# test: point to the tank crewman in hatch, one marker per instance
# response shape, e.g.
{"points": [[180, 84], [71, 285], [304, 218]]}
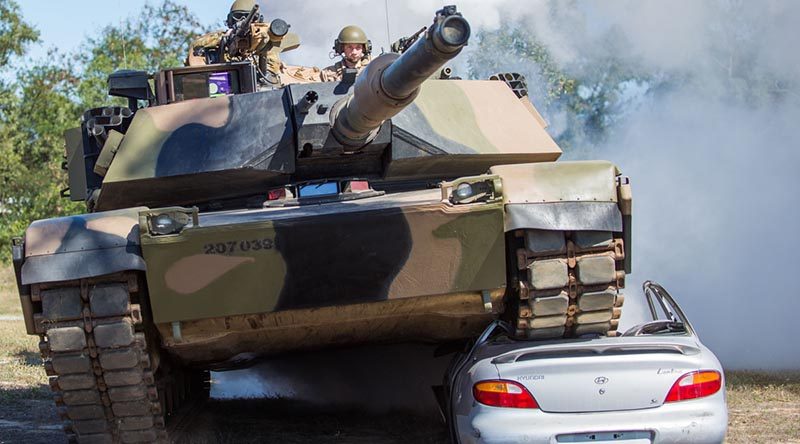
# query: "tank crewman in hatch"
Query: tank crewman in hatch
{"points": [[355, 49], [261, 43]]}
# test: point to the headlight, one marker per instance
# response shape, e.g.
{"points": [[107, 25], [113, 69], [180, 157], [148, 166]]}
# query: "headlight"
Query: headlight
{"points": [[467, 190], [464, 191], [166, 221]]}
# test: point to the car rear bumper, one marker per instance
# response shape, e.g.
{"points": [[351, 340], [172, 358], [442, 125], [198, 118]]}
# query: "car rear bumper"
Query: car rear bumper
{"points": [[696, 421]]}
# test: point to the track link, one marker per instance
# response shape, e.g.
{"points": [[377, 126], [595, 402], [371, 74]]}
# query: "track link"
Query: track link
{"points": [[101, 371], [569, 283]]}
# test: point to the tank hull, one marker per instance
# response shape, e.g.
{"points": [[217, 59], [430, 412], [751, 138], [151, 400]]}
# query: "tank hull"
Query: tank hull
{"points": [[400, 266]]}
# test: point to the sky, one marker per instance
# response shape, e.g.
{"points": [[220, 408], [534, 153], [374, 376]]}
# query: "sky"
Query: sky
{"points": [[714, 182]]}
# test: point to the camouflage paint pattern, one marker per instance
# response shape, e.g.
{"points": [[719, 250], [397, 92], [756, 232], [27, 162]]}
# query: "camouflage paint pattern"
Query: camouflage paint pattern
{"points": [[279, 259], [243, 138], [410, 264], [75, 247]]}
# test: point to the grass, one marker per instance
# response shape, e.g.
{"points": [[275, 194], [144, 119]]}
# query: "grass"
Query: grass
{"points": [[764, 407], [21, 373]]}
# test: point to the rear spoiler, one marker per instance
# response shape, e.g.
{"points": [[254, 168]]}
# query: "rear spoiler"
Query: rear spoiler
{"points": [[584, 350]]}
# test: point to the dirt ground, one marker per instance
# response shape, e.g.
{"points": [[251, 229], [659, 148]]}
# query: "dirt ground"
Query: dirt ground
{"points": [[764, 407]]}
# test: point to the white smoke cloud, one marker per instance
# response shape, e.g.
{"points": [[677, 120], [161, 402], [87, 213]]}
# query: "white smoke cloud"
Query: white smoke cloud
{"points": [[712, 160]]}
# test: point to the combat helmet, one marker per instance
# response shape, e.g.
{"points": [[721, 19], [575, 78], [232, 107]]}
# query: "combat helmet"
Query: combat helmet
{"points": [[352, 34], [239, 10]]}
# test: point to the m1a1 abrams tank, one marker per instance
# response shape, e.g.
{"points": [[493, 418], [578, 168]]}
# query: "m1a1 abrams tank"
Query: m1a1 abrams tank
{"points": [[228, 223]]}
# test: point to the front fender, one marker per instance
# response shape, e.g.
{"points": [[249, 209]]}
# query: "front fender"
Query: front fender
{"points": [[567, 196], [82, 246]]}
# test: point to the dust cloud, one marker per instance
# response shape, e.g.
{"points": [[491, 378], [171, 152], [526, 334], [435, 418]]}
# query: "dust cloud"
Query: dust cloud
{"points": [[712, 155], [380, 379]]}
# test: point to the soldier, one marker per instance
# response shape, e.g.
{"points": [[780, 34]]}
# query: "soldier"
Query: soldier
{"points": [[262, 48], [354, 47]]}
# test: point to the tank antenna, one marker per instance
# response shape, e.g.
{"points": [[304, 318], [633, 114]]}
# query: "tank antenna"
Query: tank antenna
{"points": [[386, 9], [124, 55]]}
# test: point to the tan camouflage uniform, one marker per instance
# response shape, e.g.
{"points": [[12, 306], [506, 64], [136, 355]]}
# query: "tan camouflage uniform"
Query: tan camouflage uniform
{"points": [[288, 73], [334, 72]]}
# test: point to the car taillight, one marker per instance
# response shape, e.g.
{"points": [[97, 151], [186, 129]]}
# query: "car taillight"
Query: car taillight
{"points": [[503, 394], [695, 385]]}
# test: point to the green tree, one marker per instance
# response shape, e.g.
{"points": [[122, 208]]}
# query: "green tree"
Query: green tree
{"points": [[48, 98], [590, 94], [15, 37], [158, 37]]}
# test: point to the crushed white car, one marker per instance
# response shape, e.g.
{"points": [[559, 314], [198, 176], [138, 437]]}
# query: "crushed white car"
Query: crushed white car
{"points": [[656, 383]]}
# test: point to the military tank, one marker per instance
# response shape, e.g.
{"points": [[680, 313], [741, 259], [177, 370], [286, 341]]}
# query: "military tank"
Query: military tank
{"points": [[228, 223]]}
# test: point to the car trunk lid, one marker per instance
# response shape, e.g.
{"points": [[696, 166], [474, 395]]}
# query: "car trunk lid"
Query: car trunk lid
{"points": [[608, 376]]}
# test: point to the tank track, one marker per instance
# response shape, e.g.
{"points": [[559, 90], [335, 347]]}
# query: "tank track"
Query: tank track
{"points": [[107, 388], [568, 283]]}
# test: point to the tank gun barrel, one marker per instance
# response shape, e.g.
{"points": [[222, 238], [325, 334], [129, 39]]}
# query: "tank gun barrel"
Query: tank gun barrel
{"points": [[392, 81]]}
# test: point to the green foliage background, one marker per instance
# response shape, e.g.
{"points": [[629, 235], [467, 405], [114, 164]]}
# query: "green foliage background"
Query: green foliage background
{"points": [[49, 97], [585, 99]]}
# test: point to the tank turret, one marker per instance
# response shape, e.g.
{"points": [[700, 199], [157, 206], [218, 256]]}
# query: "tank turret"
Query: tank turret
{"points": [[392, 81]]}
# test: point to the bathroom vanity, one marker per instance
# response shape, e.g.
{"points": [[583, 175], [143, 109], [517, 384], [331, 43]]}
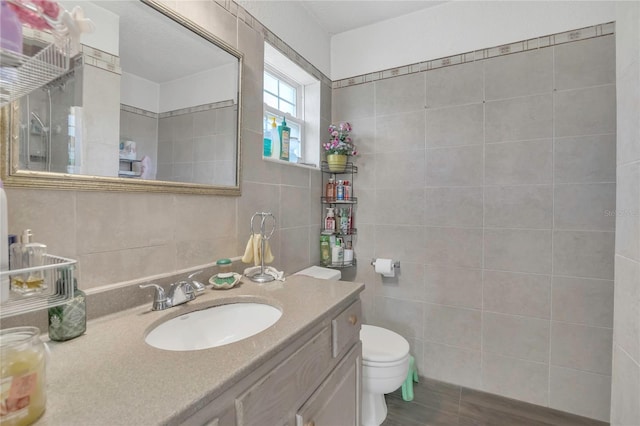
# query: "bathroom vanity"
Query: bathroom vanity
{"points": [[304, 370]]}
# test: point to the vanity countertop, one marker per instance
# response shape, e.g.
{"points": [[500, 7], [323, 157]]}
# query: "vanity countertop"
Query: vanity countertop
{"points": [[111, 376]]}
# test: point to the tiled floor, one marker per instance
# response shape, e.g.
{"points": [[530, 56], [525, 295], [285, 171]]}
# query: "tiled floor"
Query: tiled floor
{"points": [[437, 403]]}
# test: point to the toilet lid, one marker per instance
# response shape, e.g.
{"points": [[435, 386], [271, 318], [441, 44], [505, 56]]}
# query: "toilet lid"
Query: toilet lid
{"points": [[382, 345]]}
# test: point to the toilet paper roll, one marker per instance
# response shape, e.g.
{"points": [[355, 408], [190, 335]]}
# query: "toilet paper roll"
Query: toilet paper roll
{"points": [[385, 267]]}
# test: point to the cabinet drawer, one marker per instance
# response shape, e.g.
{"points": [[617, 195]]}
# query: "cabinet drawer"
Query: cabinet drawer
{"points": [[269, 401], [345, 328], [337, 400]]}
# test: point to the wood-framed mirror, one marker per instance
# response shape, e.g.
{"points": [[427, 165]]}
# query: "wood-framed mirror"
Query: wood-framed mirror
{"points": [[152, 103]]}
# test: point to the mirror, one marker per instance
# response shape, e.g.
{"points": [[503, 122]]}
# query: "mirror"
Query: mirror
{"points": [[150, 104]]}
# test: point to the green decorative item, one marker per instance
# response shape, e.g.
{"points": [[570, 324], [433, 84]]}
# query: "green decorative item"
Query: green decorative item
{"points": [[69, 320], [337, 162]]}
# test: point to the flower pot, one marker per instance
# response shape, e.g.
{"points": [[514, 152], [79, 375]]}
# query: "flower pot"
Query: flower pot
{"points": [[337, 162]]}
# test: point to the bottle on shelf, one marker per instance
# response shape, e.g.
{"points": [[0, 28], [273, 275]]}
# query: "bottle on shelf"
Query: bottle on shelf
{"points": [[337, 253], [330, 220], [28, 254], [285, 134], [69, 320], [340, 190], [275, 139], [330, 192]]}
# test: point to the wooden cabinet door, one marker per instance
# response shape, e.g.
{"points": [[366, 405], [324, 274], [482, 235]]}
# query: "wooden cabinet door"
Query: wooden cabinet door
{"points": [[337, 400]]}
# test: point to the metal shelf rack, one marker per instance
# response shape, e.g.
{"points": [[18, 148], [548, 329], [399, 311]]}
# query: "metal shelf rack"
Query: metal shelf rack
{"points": [[57, 289]]}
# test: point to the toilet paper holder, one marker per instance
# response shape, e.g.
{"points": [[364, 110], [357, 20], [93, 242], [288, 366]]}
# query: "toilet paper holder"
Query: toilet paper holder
{"points": [[396, 264]]}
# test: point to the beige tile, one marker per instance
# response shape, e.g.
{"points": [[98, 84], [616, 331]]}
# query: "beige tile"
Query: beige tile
{"points": [[51, 215], [527, 73], [515, 163], [254, 168], [584, 206], [452, 326], [400, 94], [517, 119], [516, 336], [112, 267], [522, 206], [627, 213], [199, 221], [584, 159], [583, 254], [625, 389], [127, 221], [585, 63], [363, 134], [627, 306], [452, 365], [402, 316], [388, 208], [453, 246], [408, 283], [404, 243], [400, 169], [461, 84], [458, 125], [581, 347], [516, 293], [400, 132], [579, 392], [446, 285], [518, 250], [514, 378], [294, 249], [583, 301], [589, 111], [353, 102], [454, 206], [295, 206], [458, 166]]}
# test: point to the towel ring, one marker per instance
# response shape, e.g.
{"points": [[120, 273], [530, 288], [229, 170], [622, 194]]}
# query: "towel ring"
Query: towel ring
{"points": [[262, 277]]}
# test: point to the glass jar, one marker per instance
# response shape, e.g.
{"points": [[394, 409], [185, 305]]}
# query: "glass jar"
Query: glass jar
{"points": [[22, 376], [225, 268]]}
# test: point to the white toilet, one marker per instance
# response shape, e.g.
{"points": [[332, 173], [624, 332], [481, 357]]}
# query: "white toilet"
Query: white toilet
{"points": [[385, 360]]}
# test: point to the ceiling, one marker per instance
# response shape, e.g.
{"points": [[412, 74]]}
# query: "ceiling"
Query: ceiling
{"points": [[339, 16]]}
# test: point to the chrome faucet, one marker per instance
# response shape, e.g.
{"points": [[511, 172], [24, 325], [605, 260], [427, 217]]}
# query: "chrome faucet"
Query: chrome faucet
{"points": [[179, 293]]}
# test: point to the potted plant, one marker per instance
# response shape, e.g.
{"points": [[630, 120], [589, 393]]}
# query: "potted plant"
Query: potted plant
{"points": [[339, 147]]}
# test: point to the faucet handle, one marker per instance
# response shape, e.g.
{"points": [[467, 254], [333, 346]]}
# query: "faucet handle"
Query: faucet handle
{"points": [[181, 292], [197, 285], [160, 300]]}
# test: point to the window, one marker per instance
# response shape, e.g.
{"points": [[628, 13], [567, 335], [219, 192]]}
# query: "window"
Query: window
{"points": [[290, 93]]}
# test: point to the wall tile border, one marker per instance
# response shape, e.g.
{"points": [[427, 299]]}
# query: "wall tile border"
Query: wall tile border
{"points": [[479, 55]]}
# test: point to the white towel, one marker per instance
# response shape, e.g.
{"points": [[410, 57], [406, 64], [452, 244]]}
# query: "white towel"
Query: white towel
{"points": [[252, 253]]}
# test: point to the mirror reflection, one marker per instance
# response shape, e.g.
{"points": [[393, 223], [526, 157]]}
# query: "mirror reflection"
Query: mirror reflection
{"points": [[147, 99]]}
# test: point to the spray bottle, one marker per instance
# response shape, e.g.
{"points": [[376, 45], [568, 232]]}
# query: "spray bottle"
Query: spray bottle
{"points": [[275, 139], [330, 220]]}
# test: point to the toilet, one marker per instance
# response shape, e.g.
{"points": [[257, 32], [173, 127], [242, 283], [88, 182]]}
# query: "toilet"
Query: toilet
{"points": [[385, 360]]}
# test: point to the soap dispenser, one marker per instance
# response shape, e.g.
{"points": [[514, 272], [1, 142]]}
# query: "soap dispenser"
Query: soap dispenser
{"points": [[28, 254], [275, 139]]}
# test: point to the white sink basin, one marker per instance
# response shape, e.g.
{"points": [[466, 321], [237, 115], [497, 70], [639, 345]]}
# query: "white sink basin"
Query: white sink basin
{"points": [[212, 327]]}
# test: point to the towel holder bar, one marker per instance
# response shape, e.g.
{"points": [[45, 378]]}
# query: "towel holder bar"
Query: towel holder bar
{"points": [[262, 277]]}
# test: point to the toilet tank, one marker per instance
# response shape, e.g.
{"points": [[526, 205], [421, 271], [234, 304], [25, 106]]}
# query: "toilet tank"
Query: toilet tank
{"points": [[320, 272]]}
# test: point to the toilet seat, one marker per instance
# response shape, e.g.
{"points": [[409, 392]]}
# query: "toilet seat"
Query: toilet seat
{"points": [[382, 347]]}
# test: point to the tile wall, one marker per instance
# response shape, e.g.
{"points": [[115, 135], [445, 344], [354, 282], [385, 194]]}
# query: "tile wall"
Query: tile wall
{"points": [[493, 182], [121, 237], [625, 398]]}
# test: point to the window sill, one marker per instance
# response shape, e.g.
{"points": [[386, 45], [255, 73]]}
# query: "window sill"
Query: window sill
{"points": [[288, 163]]}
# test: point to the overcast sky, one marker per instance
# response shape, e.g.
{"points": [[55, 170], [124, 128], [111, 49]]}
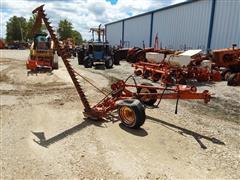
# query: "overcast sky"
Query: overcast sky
{"points": [[83, 14]]}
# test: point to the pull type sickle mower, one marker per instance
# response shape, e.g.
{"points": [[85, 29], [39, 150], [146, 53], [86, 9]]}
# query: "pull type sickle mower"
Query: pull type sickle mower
{"points": [[130, 105]]}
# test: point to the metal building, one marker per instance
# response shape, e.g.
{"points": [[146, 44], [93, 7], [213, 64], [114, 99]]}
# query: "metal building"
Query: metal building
{"points": [[204, 24]]}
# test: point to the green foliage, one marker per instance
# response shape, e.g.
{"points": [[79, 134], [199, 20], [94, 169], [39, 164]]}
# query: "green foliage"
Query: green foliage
{"points": [[65, 30], [16, 29], [77, 37], [20, 29]]}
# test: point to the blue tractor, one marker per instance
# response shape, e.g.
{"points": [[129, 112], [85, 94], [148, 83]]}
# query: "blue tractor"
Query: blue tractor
{"points": [[98, 52]]}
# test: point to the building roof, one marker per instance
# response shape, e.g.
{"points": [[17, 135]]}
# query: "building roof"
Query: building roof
{"points": [[156, 10]]}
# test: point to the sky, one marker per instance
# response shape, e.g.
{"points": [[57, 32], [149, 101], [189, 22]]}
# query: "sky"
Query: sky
{"points": [[83, 14]]}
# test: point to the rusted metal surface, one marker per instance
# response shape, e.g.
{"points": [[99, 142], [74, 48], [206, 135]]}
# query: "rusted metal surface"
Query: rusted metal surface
{"points": [[41, 15], [120, 89]]}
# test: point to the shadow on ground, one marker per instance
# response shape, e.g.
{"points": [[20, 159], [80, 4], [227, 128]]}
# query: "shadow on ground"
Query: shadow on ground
{"points": [[183, 131], [42, 141]]}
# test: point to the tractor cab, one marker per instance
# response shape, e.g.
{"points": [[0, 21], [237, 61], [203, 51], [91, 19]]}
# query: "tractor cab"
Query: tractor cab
{"points": [[98, 51]]}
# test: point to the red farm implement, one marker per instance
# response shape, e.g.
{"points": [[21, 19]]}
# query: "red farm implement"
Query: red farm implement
{"points": [[129, 103]]}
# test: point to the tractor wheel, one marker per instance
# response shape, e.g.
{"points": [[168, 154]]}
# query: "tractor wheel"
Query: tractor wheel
{"points": [[55, 61], [132, 113], [87, 62], [145, 100], [109, 62]]}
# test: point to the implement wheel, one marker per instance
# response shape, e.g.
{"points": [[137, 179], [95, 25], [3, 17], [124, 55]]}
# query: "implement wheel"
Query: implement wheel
{"points": [[146, 100], [132, 113]]}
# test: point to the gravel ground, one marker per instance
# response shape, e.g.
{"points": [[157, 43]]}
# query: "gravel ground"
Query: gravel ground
{"points": [[201, 141]]}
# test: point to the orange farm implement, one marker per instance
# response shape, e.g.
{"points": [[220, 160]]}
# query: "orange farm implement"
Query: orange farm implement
{"points": [[130, 105]]}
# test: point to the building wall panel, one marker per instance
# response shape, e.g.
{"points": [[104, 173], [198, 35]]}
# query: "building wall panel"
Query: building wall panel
{"points": [[226, 24], [137, 30], [114, 33], [183, 26]]}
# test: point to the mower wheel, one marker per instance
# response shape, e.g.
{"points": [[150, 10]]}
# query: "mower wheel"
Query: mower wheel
{"points": [[146, 100], [146, 74], [87, 62], [132, 113], [55, 61], [233, 80], [224, 73], [109, 62], [156, 77]]}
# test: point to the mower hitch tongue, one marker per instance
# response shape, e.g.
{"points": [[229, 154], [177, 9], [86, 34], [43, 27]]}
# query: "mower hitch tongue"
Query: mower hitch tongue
{"points": [[130, 105]]}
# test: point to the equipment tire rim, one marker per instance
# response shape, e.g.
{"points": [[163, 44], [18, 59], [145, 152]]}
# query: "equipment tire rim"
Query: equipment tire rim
{"points": [[127, 115], [144, 98]]}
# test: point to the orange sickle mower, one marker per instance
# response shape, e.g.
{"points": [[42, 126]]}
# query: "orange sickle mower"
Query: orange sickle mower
{"points": [[130, 104]]}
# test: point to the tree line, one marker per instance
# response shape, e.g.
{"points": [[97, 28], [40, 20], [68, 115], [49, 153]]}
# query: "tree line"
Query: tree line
{"points": [[20, 29]]}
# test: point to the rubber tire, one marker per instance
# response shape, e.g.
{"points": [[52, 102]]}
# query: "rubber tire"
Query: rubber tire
{"points": [[232, 80], [150, 102], [156, 77], [146, 74], [87, 62], [224, 72], [138, 108], [55, 61], [108, 62]]}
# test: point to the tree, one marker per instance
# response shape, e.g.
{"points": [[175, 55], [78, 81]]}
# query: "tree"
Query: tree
{"points": [[16, 29], [77, 37], [64, 29]]}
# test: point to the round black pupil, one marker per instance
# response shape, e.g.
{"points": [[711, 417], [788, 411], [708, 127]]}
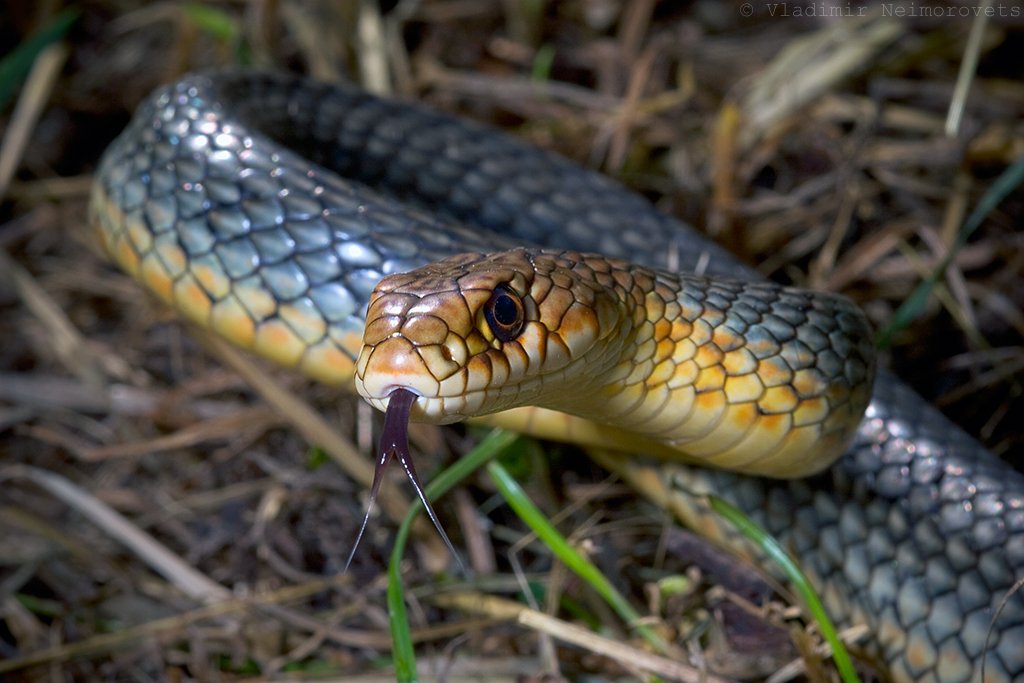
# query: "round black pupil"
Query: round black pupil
{"points": [[506, 312]]}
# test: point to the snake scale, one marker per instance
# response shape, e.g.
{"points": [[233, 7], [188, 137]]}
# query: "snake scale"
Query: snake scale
{"points": [[219, 199]]}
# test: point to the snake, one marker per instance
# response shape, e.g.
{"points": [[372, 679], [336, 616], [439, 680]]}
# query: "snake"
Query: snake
{"points": [[298, 219]]}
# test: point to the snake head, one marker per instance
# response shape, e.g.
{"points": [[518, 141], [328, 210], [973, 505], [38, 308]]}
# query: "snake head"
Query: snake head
{"points": [[480, 333]]}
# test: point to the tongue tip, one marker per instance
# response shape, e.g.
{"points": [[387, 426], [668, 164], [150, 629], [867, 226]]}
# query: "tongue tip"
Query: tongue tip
{"points": [[394, 443]]}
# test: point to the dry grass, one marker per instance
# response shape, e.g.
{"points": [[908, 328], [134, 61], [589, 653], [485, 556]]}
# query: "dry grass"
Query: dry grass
{"points": [[159, 521]]}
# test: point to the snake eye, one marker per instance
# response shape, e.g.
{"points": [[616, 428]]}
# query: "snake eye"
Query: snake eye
{"points": [[505, 313]]}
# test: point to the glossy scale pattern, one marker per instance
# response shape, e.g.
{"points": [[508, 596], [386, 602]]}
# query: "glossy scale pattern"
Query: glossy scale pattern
{"points": [[208, 199], [748, 376]]}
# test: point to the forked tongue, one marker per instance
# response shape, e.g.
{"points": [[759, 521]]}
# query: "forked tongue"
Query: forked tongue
{"points": [[394, 443]]}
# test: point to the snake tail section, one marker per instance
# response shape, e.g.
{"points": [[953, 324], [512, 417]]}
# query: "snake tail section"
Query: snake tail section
{"points": [[219, 199]]}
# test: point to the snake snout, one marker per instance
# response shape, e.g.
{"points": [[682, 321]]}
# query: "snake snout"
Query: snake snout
{"points": [[390, 365]]}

++++++++

▶ **INSTRUCTION**
Give exactly the lines from the one with "# test: point to the snake head, one" to the end of the entries, nothing before them.

▶ **COMPLETE RESPONSE**
# test: point to the snake head, one marker per instance
# response shape, e.g.
{"points": [[518, 141], [328, 210], [973, 505], [38, 308]]}
# query: "snake head"
Query: snake head
{"points": [[480, 333]]}
# test: point to the tongue tip, one marker per instance
# response shape, e.g.
{"points": [[387, 426], [668, 164], [150, 629], [867, 226]]}
# query: "tongue tip"
Query: tongue tip
{"points": [[394, 443]]}
# test: point to the dry grass, one marker per instance
# response shape, e.g.
{"points": [[908, 328], [134, 61], [589, 653], [485, 556]]}
# query: "dry grass"
Query: dry grass
{"points": [[159, 521]]}
# test: point to the snake eye, one marker per instance
# response shape, e.g.
{"points": [[616, 428]]}
# query: "snake eye"
Query: snake eye
{"points": [[505, 313]]}
# test: point to the glossy scale pattern, one marker per instance
# response shape, e.g.
{"points": [[508, 596], [386, 602]]}
# query: "glossy scale pattern"
Query: glossy scale pattern
{"points": [[208, 199], [748, 376]]}
# test: point to the forked tongue, one marker per instance
# response shape, e.g.
{"points": [[759, 521]]}
# query: "forked tongue"
Query: forked tongue
{"points": [[394, 443]]}
# test: point to the snake tail section, one marker per instance
# response shape, e.g.
{"points": [[953, 324], [512, 417]]}
# query: "snake tail section"
Query: snake tail section
{"points": [[219, 199]]}
# test: point to the snake snout, one marker per instance
# response shape, e.g.
{"points": [[682, 321]]}
# query: "snake snout"
Query: snake snout
{"points": [[390, 365]]}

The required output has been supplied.